◆ **REQUIRED WORK**
Put every line of the entries below into a numbered list, one line per item, and leave out any blank lines.

◆ **SUPPLIED RECORDS**

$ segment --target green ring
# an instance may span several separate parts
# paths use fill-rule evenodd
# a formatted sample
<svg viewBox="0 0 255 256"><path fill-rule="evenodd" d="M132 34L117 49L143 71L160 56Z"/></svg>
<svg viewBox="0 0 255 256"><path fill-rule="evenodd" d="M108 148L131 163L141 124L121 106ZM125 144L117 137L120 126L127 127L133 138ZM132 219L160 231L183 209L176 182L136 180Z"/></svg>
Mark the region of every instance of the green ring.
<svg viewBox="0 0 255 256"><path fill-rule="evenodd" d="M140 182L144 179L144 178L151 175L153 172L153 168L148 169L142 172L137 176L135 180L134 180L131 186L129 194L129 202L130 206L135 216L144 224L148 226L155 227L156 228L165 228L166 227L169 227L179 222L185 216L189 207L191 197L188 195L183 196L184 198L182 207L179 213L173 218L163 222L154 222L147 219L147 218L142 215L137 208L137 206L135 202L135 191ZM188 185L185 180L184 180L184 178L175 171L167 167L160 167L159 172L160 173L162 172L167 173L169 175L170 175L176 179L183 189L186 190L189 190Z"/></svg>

◆ **ANSWER TO THE EXERCISE**
1. $ segment --target green ring
2. # an instance may span several separate parts
3. # paths use fill-rule evenodd
4. # a formatted sample
5. <svg viewBox="0 0 255 256"><path fill-rule="evenodd" d="M132 34L117 49L143 71L160 56Z"/></svg>
6. <svg viewBox="0 0 255 256"><path fill-rule="evenodd" d="M108 148L131 163L141 124L121 106ZM125 144L117 137L120 126L127 127L133 138ZM132 219L160 231L183 209L176 182L136 180Z"/></svg>
7. Mark the region of every instance of the green ring.
8. <svg viewBox="0 0 255 256"><path fill-rule="evenodd" d="M140 182L144 179L144 178L151 175L153 172L153 168L148 169L142 172L137 176L135 180L134 180L131 186L129 194L129 202L130 206L135 216L144 224L148 226L155 227L156 228L165 228L166 227L169 227L179 222L185 216L189 207L191 197L188 195L183 196L184 198L182 207L179 213L173 218L163 222L154 222L147 219L147 218L142 215L137 208L137 206L135 202L135 191ZM188 185L185 180L184 180L184 178L175 171L167 167L160 167L159 172L160 173L162 172L167 173L169 175L170 175L176 179L183 189L186 190L189 190Z"/></svg>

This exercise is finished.